Content provided by Thinktank
Written by Per Amundsen, Head of Research, Thinktank
There’s no question many self-managed super fund (SMSF) trustees have always been attracted to cash and term deposits. Quite clearly the capital security and liquidity they offer have consistently held strong appeal.
Based on the latest ATO numbers to 31 March 2021, SMSFs are still holding 19.8% of their assets in cash and term deposits – despite record low interest rates and negligible returns. It’s true this percentage of total assets has fallen from 26.7% at 31 March 2016, but at 19.8% it remains a healthy portion of their investment portfolios.
For these SMSFS – it’s fair to assume most hold a percentage of cash and term deposits – there seemed to be a glimmer of hope recently that the Reserve Bank might start increasing the official cash rate. Nothing dramatic, but a cash rate that now sits at 0.1% after beginning its downward spiral in November 2011 when 25 basis points were shaved off it to take it to 4.5%, might begin retracing its steps.
Those hopes were based on both local and international factors. Globally, the economic recovery has been surprising in its strength considering the COVID-19 pandemic is still very much part of our lives. It has resulted in rising sovereign bond yields as the markets expect economic growth and inflation to accelerate in the coming months.
It’s not just a US phenomenon. The UK bond yield is also steepening as a response to the fast vaccination rollout and a central bank that wants to encourage economic growth, as are other developed economies.
In Australia, a strong property market has been another factor that prompted some analysts to suggest the Reserve Bank might lift the cash rate from 0.1% sooner rather than later. But those suggestions were put to bed in early May when the Reserve Bank’s Deputy Governor Guy Debelle said it would not raise interest rates to ease soaring house prices because tightening monetary policy could cost jobs with the Bank’s focus being squarely on reducing unemployment, supporting conditions for sustained economic growth and encouraging inflation back into the target range.
In a speech that articulated Reserve Bank thinking on rising housing prices – in the January-March quarter Sydney house prices rose 8.5% – Debelle said: “Lower interest rates had boosted borrowings and the cash flow of existing borrowers, as well as putting downward pressure on the Australian dollar. In addition, rising house prices encourage home building, along with government grants such as the homebuilder policy, which boosts activity and employment.
“The bank recognises that rising housing prices heighten concerns in parts of the community. Housing price rises can have distributional consequences. That is certainly an issue that needs to be considered, and there are several tools that can be used to address the issue. But I do not think that monetary policy is one of the tools.”
If analysts predicting higher interest rates in the near term before Debelle’s address were a minority, their number has shrunk even further since then. Late next year is the earliest most analysts are now prepared to tip an interest rate rise. The RBA Governor Phillip Lowe reinforced this after the July Board meeting when he said conditions would not be met for a rate increase until 2024.

+ + + +

Task prompt = Continue the article on SMSF cash holdings and the interest rate outlook, starting after its last sentence.

+ + + +

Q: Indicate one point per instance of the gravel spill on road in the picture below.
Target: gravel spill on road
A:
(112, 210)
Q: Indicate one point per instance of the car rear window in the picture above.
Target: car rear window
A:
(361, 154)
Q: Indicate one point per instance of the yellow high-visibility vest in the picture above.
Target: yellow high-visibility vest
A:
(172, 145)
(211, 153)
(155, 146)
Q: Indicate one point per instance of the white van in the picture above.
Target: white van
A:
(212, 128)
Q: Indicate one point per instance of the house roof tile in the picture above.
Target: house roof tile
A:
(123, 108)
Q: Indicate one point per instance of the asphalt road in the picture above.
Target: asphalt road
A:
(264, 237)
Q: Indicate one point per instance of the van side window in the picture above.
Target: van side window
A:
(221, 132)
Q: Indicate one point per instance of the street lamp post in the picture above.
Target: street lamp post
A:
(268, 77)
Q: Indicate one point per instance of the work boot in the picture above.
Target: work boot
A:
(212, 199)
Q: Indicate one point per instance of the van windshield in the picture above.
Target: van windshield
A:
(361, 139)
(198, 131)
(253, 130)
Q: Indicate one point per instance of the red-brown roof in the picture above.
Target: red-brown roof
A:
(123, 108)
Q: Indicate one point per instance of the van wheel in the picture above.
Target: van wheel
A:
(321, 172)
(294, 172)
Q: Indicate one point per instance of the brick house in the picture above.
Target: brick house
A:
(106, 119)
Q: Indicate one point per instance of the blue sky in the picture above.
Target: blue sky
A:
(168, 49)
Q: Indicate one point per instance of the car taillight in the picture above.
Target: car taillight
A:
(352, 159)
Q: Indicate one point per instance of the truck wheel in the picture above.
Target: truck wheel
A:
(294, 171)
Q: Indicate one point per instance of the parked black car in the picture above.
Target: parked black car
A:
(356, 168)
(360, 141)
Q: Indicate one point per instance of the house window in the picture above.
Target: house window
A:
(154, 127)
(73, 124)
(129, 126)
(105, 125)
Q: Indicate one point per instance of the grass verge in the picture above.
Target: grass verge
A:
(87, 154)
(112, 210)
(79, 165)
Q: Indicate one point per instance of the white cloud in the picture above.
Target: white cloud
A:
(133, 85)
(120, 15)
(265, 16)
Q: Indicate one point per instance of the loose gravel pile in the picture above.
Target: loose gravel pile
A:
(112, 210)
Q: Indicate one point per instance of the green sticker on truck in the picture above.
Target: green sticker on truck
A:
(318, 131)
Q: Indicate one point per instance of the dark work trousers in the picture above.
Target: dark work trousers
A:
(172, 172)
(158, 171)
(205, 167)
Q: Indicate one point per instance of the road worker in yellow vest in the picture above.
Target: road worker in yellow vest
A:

+ + + +

Answer for this exercise =
Historically, steepening yield curves heralded economic growth and inflationary pressures – with central bank intervention in the form of higher interest rates almost inevitably following. But today we have this economic scenario – especially strong economic growth – yet the latest Bloomberg poll of central banks found the vast majority intend to maintain their ultra-easy monetary policies in 2021. In a survey that covered 90% of the world economy, no major Western central bank is expected to lift interest rates this year, and only two countries, Argentina and Nigeria, forecast rate rises, while China, India, Russia and Mexico are among those predicted to cut their benchmarks.
So, the question to pose is this: has the nexus between economic growth and monetary policy been broken, with the global economy now experiencing “secular stagnation”. This theory, first postulated in 1938 by Harvard economist Alvin Hansen in response to The Great Depression, was discarded in the wake of the World War II military spend and the post-war recovery.
But former US Treasury Secretary Larry Summers put secular stagnation back on the agenda in a 2013 speech to the IMF when he argued that it may have become all but impossible to boost growth by using the age-old trick of lowering interest rates to encourage more investment and consumer spending. In Summers’ words, “secular stagnation may be the defining macroeconomic challenge of our times”.
Like all economic theories, it’s been contested. Interest rates did rise during the presidency of Donald Trump and the economic impact of COVID is still playing out. But the fact remains real interest rates remain negative in many advanced economies, and those that subscribe to Summers’ theory believe the rate required to stimulate economies is so far into negative territory to render it effectively impossible. In others, monetary policy has largely lost its economic clout.
In 1938, it all seemed so plausible. Just as it does today. Let’s just hope we don’t need a world war to put this theory to rest again. In the meantime, for SMSF trustees awaiting a rise in interest rates, it could still be some time away.